**EXERCISE 1**
Recast the lines of the listing as a numbered list, leaving out blank lines. Start at the line containing "Please mark every billowing" and end at the line containing "[[164, 148, 190, 174], [4, 26, 280, 174]]".

**DOCUMENT SECTION**
* * * * * * *

# Household GU10 LED lighting



## foxfish (28 Aug 2012)

I have 3 x 9w GU10 bulbs + 2 x 39w T5s over my 220lt tank, all the lights are 50cm above the water.
Here is a pic of just the 3 LEDs on.


----------



## geoffbark (28 Aug 2012)

very nice!!

i like the conduit spray bar

what have you mounted the gu10's in?


----------



## foxfish (28 Aug 2012)

Thanks, actually waste pipe overflow - we have a black & white theme in our lounge.
The LED lights are fitted into a wooden canopy using standard down light fittings....





The far light is a warm white, the center a blue & the near light is a daylight white.


----------



## geoffbark (28 Aug 2012)

That is a good piece of DIY. Maybe you could put an article together for the lights. I know I would be interested in replicating it.


----------



## HarryRobinson (28 Aug 2012)

Very well done there fox  I used GU10 leds for my tank too


----------



## foxfish (29 Aug 2012)

The LEDs are very effective lighting in that they please the eye but, I can tell you that one 39w T5 is considerably brighter than 3 x 9w LEDs!
That is not a technical fact but an observation from my prospective.
The LEDs shine very bright & seem to penetrate the water well but the tubes offer a much broader beam that lights up my whole room through the tank glass.
However the combination works very well at showing off the tank & producing good plant growth.
I use the LEDs on their own for one hour before & two hours after the T5s come on - just for effect & the  effect is superb, sending ripples of light into our room. 
Unfortunately the LEDs on there own just dont seem to offer very good pant growth.


----------



## Johno2090 (29 Aug 2012)

Do you know what kelvin they are? In my experience LEDs have always trumped t5's they don't look as bright to the human eye but the par and directed light output means plant growth should be a lot higher than with t5's 

In this respect you can't really trust your eyes, brighter to you isn't always better!


----------



## foxfish (29 Aug 2012)

Well I guess the warm white would be around 3500k. the daylight 6500k & like I said the middle light is blue!
I think in my case, using the bulbs I have, I would need another six or eight to get good plant growth.
This is not an issue for me though as I am very happy with the combination set up I am using   
The tank has been used as a bit of a lighting experiment over the last 9 months, it started off with a 70w MT then 4 x T5 & now as it is.


----------



## Johno2090 (29 Aug 2012)

Damn I was looking at these recently for a few nanos. Might have a go at diying some Cree ones.


----------



## foxfish (29 Aug 2012)

Thesse are the bulbs, each one houses 3 x 3w cree LEDS http://www.ebay.co.uk/itm/2-X-CREE-GU10 ... 3a6e3130ab


----------



## HarryRobinson (29 Aug 2012)

My tank has two 12w gu10 led's (cree 4x3w) Very very bright


NR in Situ by Harry.R, on Flickr


----------

* * * * * * *

**EXERCISE 2**
Name every user who posts in the thread on household GU10 LED lighting.

(Stored items from a collection)
* * * * * * *

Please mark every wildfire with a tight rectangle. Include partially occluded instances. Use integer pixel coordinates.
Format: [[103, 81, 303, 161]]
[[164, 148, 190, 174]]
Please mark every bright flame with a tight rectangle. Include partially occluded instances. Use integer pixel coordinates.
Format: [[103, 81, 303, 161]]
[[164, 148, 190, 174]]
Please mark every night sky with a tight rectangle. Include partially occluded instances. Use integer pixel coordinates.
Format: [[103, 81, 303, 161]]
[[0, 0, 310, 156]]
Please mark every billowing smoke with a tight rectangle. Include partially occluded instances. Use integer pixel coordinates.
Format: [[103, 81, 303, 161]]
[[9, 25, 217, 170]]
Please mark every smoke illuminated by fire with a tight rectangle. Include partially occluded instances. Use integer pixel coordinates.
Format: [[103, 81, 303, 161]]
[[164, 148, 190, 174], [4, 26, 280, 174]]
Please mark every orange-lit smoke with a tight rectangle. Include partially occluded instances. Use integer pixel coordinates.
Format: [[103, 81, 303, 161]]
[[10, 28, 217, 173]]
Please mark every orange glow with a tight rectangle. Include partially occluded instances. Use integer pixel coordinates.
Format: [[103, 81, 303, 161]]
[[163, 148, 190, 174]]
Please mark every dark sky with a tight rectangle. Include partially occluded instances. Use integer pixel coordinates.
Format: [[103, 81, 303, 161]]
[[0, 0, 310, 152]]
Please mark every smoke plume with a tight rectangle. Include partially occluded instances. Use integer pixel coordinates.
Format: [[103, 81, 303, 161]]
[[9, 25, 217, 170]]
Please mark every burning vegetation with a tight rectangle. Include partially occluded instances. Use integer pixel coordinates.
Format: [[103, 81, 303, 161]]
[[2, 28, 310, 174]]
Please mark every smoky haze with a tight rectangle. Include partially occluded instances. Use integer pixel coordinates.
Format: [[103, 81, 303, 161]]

* * * * * * *

**RESPONSE 1**
1. Please mark every billowing smoke with a tight rectangle. Include partially occluded instances. Use integer pixel coordinates.
2. Format: [[103, 81, 303, 161]]
3. [[9, 25, 217, 170]]
4. Please mark every smoke illuminated by fire with a tight rectangle. Include partially occluded instances. Use integer pixel coordinates.
5. Format: [[103, 81, 303, 161]]
6. [[164, 148, 190, 174], [4, 26, 280, 174]]

**RESPONSE 2**
foxfish, geoffbark, HarryRobinson, Johno2090